6.3 Behavioral Economics: An Alternative Framework for Consumer Choice

Principles of Microeconomics 3e6.3 Behavioral Economics: An Alternative Framework for Consumer Choice

Learning Objectives

By the end of this section, you will be able to:

  • Evaluate the reasons for making intertemporal choices
  • Interpret an intertemporal budget constraint
  • Analyze why people in America tend to save such a small percentage of their income

As we know, people sometimes make decisions that seem “irrational” and not in their own best interest. People’s decisions can seem inconsistent from one day to the next and they even deliberately ignore ways to save money or time. The traditional economic models assume rationality, which means that people take all available information and make consistent and informed decisions that are in their best interest. (In fact, economics professors often delight in pointing out so-called “irrational behavior” each semester to their new students, and present economics as a way to become more rational.)

However, a new group of economists, known as behavioral economists, argue that the traditional method omits something important: people’s state of mind. For example, one can think differently about money if one is feeling revenge, optimism, or loss. These are not necessarily irrational states of mind, but part of a range of emotions that can affect anyone on a given day. In addition, actions under these conditions are predictable, if one better understands the underlying environment. Behavioral economics seeks to enrich our understanding of decision-making by integrating the insights of psychology into economics. It does this by investigating how given dollar amounts can mean different things to individuals depending on the situation. This can lead to decisions that appear outwardly inconsistent, or irrational, to the outside observer.

The way the mind works, according to this view, may seem inconsistent to traditional economists but is actually far more complex than an unemotional cost-benefit adding machine. For example, a traditional economist would say that if you lost a $10 bill today, and also received an extra $10 in your paycheck, you should feel perfectly neutral. After all, –$10 + $10 = $0. You are the same financially as you were before. However, behavioral economists have conducted research that shows many people will feel some negative emotion, such as anger or frustration, after those two things happen. We tend to focus more on the loss than the gain. We call this loss aversion, where a $1 loss pains us 2.25 times more than a $1 gain helps us, according to the economists Daniel Kahneman and Amos Tversky in a famous 1979 article in the journal Econometrica. This insight has implications for investing, as people tend to “overplay” the stock market by reacting more to losses than to gains. This behavior looks irrational to traditional economists, but is consistent once we understand better how the mind works, these economists argue.

The records:
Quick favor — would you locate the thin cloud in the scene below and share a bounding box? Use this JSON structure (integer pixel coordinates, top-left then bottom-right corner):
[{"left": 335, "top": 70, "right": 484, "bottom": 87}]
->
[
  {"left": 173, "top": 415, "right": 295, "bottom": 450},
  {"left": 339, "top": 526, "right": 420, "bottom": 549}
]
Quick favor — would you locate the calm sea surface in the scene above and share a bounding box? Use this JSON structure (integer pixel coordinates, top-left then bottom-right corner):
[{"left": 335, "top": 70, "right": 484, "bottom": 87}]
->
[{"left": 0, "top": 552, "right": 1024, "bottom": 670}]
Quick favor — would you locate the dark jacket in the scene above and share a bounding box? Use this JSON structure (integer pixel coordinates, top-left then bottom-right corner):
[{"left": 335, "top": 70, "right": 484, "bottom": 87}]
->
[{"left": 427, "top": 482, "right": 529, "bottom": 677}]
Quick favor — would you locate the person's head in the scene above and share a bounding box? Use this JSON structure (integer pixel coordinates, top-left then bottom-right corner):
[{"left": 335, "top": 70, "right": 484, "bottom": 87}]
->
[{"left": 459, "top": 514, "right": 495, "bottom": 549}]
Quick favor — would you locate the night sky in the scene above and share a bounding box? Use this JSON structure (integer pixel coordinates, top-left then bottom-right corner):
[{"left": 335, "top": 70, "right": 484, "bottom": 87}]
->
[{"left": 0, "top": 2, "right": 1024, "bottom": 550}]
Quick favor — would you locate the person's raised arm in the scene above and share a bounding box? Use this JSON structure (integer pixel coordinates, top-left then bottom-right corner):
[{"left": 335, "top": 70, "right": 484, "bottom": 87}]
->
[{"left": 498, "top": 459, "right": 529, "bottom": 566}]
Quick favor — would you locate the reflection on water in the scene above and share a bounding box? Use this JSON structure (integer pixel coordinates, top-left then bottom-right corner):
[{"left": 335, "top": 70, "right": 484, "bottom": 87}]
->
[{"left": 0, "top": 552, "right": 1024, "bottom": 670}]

Given request A:
According to the behavioral economics excerpt, how many times more does a $1 loss pain us than a $1 gain helps us?
Given request B:
Reproduce the records word for word, starting at the line that contains "Quick favor — would you locate the person's head" and continuing through the last line of the records, with both ends included.
These records are unrelated to the behavioral economics excerpt.

Complete response A:
2.25 times more.

Complete response B:
Quick favor — would you locate the person's head in the scene above and share a bounding box? Use this JSON structure (integer pixel coordinates, top-left then bottom-right corner):
[{"left": 335, "top": 70, "right": 484, "bottom": 87}]
->
[{"left": 459, "top": 514, "right": 495, "bottom": 549}]
Quick favor — would you locate the night sky in the scene above and share a bounding box? Use this JSON structure (integer pixel coordinates, top-left then bottom-right corner):
[{"left": 335, "top": 70, "right": 484, "bottom": 87}]
->
[{"left": 0, "top": 2, "right": 1024, "bottom": 550}]
Quick favor — would you locate the person's raised arm in the scene above and share a bounding box? Use this JSON structure (integer pixel coordinates, top-left then bottom-right corner):
[{"left": 335, "top": 70, "right": 484, "bottom": 87}]
->
[{"left": 498, "top": 459, "right": 529, "bottom": 566}]
Quick favor — would you locate the reflection on water in the scene above and share a bounding box? Use this JSON structure (integer pixel coordinates, top-left then bottom-right corner):
[{"left": 335, "top": 70, "right": 484, "bottom": 87}]
->
[{"left": 0, "top": 552, "right": 1024, "bottom": 670}]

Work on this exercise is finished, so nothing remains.